-------- INFORMATION GIVEN

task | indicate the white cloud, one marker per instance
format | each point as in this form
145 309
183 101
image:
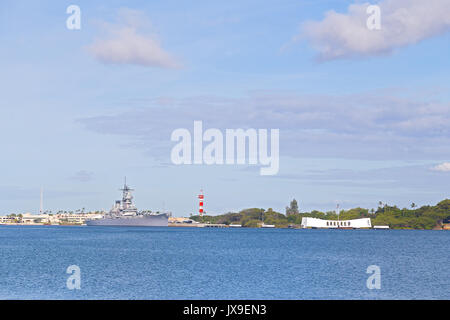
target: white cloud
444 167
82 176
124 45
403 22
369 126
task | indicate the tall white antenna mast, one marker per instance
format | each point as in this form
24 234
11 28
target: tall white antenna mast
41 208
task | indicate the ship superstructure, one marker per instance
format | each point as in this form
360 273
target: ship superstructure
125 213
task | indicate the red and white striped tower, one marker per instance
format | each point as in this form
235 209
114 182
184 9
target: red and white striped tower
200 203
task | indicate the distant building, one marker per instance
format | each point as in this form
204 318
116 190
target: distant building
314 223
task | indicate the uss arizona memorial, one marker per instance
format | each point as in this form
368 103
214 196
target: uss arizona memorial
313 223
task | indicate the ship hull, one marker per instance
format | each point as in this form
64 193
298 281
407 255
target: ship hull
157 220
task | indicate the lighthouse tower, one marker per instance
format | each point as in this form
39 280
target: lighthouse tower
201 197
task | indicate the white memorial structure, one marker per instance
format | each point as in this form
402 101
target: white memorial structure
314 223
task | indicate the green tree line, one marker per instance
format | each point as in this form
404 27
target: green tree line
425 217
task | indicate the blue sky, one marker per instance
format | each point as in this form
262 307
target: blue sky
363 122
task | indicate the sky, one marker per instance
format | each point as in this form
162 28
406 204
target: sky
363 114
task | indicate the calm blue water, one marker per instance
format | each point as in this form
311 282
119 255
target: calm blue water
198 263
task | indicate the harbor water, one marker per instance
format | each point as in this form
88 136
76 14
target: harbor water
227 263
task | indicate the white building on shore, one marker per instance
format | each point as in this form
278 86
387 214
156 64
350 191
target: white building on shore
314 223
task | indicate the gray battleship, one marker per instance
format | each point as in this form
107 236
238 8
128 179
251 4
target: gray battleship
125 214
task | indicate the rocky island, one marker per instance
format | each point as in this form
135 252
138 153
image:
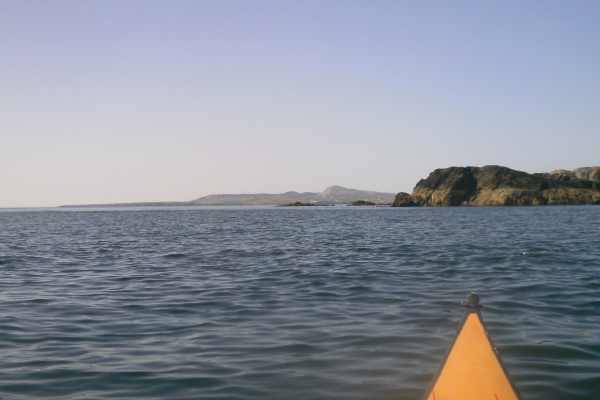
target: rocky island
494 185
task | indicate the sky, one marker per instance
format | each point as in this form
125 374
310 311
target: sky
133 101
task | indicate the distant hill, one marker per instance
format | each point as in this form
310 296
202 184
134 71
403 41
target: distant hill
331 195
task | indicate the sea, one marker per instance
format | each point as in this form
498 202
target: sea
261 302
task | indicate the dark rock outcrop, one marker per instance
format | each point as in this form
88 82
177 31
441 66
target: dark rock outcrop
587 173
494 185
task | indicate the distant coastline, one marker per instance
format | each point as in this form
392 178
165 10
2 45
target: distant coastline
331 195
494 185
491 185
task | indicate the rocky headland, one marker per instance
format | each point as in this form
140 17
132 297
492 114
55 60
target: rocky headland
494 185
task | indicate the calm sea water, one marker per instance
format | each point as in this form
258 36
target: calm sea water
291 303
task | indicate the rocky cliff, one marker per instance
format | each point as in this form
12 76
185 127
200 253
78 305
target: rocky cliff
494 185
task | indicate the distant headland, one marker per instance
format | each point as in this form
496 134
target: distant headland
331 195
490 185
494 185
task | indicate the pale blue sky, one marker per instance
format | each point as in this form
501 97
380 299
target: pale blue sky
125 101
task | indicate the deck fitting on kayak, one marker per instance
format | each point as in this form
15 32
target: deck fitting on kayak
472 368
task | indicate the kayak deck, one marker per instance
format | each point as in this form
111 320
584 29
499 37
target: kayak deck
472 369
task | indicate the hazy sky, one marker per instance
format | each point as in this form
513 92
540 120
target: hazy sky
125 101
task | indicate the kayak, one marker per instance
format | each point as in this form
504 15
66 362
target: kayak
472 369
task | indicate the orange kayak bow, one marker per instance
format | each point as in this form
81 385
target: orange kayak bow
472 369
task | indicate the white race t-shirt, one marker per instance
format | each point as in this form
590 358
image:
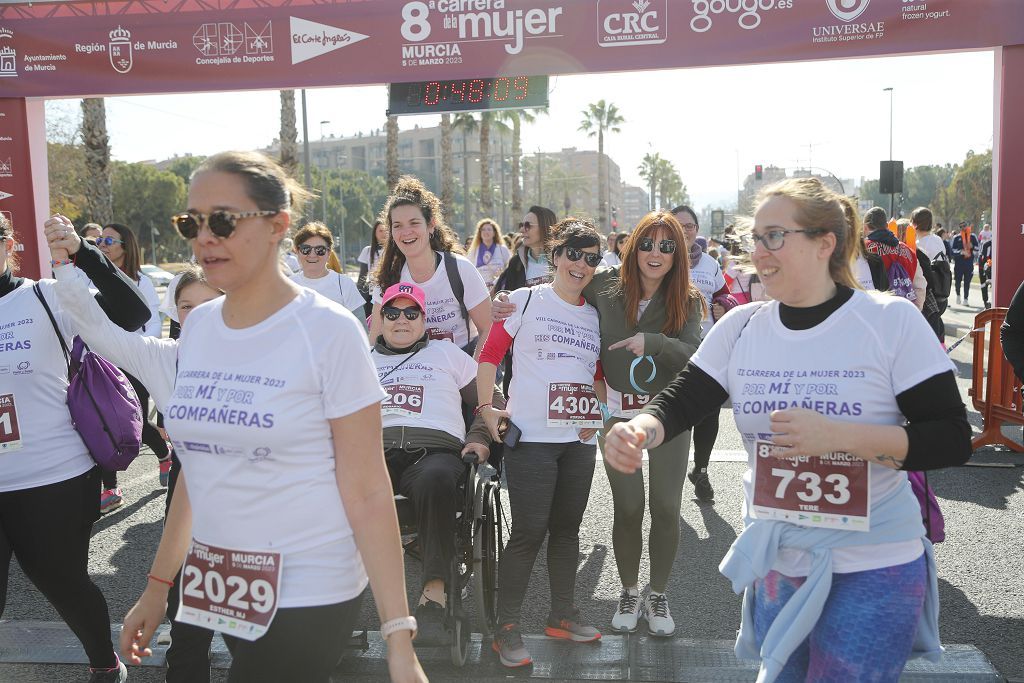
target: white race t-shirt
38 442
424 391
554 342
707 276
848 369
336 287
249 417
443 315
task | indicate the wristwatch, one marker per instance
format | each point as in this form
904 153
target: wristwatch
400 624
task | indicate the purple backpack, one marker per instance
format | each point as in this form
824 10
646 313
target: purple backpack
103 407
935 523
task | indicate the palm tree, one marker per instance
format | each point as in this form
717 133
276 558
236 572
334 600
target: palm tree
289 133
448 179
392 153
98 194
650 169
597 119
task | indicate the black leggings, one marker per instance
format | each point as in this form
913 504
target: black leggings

----------------

● **AIM OF THE TASK**:
Print the listing above in full, exactly as written. Omit any pictures.

● **TASK RESULT**:
task | indicate the white cloud, one marker per instance
format | each point as in this form
145 309
183 101
image:
target: white cloud
444 167
82 176
124 45
403 22
369 126
task | indicate the tall white antenna mast, one marker per instance
format | each point as in this form
24 234
11 28
target: tall white antenna mast
41 208
task | indicate the ship superstructure, one marker per instance
format | each point as in this form
360 273
target: ship superstructure
125 213
task | indicate the red and white striped tower, one marker per instance
format | each point as in this form
235 209
114 182
184 9
target: red and white striped tower
200 203
task | indicate the distant building, one marker per instance
format | each point as in this form
204 318
116 190
target: distant building
314 223
task | indicate the uss arizona memorial, one marker per instance
format | each point as in this form
368 103
214 196
target: uss arizona memorial
313 223
task | indicate the ship hull, one marker per instance
format | each point as in this form
64 193
298 281
407 255
target: ship hull
157 220
task | indicate the lighthouse tower, one marker per instance
format | each point as in this form
39 280
target: lighthouse tower
201 197
task | indicate the white memorial structure, one marker per instance
format | each point as in this form
402 101
target: white memorial structure
314 223
task | indicate the green tree line, one marker per instance
format | each point as in this form
404 27
target: green tree line
425 217
task | indicate the blue sky, one marker per instance
format | each point as in this form
262 307
target: blue sky
363 122
task | indicate the sky, one marker per instance
format | each point as in this form
162 28
406 204
target: sky
363 114
task | indicate the calm blue water, one marker per instance
format | each point as in this form
311 282
119 255
target: calm blue water
198 263
task | indicate the harbor water, one marker per instance
format | each point as in this form
88 136
76 14
target: harbor water
227 263
task | indicate the white building on shore, one marker per instance
format | each point as in this form
278 86
387 214
156 64
350 191
target: white building on shore
314 223
task | indicate the gray battleship, one marker per instance
format | each point as in this form
107 236
238 8
128 179
251 4
target: gray battleship
125 214
task | indicate the rocky island, one marker per instance
format | each point as in this form
135 252
138 153
image:
target: rocky island
494 185
task | indicate the sky, one marker per instance
format | each point as in this form
125 374
310 311
target: sky
133 101
task | indicate the distant hill, one marker per instance
format | each point as in this form
310 296
202 184
134 71
403 41
target: distant hill
331 195
task | indicate the sea, one marker per instance
format | each point as in this form
498 202
target: sea
261 302
task | indicate the dark rock outcrop, one marker per instance
format | each point as in this form
88 82
177 31
441 66
target: dark rock outcrop
587 173
494 185
task | indicate the distant coastline, one marker per instance
format | each point as in this form
392 178
165 10
2 45
target: distant coastline
331 195
494 185
491 185
task | indicate the rocky headland, one marker per instance
format | each point as in this form
140 17
132 297
492 114
55 60
target: rocky headland
494 185
task | indicate the calm sea water, one marker per instance
format | each point as in this form
258 36
target: calm sea water
291 303
task | indicate the rocky cliff, one marker per instance
format | each point as in this form
12 76
185 127
200 253
78 305
target: rocky cliff
494 185
task | indicate the distant headland, one marker per instance
format | each point as in this form
496 134
target: distant headland
331 195
490 185
494 185
task | indicate the pale blue sky, one marker per instance
format | each point as in this form
501 97
380 299
target: pale blue sky
125 101
task | indicate the deck fitting on kayak, one marker per instance
format | each point as in this form
15 32
target: deck fitting on kayak
472 368
task | indicate the kayak deck, one marker per instance
format | each point as in this form
111 320
584 29
499 37
target: kayak deck
472 369
task | indicate the hazy sky, one marker per instance
format | each point as in this form
513 92
540 120
target: hazy sky
125 101
task | indicate the kayak, one marker per instance
format | each point as in this form
504 15
66 362
target: kayak
472 369
task | indicate the orange kayak bow, one marker per instance
format | each point as in this form
81 385
target: orange kayak bow
472 369
task | indicate the white race t-shirt, one marker per instance
format | each point as in this form
590 358
image:
target: white race t-shirt
38 442
424 391
554 342
707 276
848 369
336 287
249 417
443 315
task | indicate the wristwatch, one marker per instance
format | each point as in this form
904 153
target: wristwatch
400 624
task | indicate the purple backpack, one marker per instance
format | each point as in this form
824 10
646 313
target: purple backpack
103 407
935 523
task | indicate the palm tree, one marker per instance
format | each point as in this form
717 133
276 558
236 572
334 600
target: palm tree
289 133
448 179
392 153
98 194
650 169
597 119
task | indicate the black leggings, one marker per instance
format | each point as in this form
913 504
target: black leggings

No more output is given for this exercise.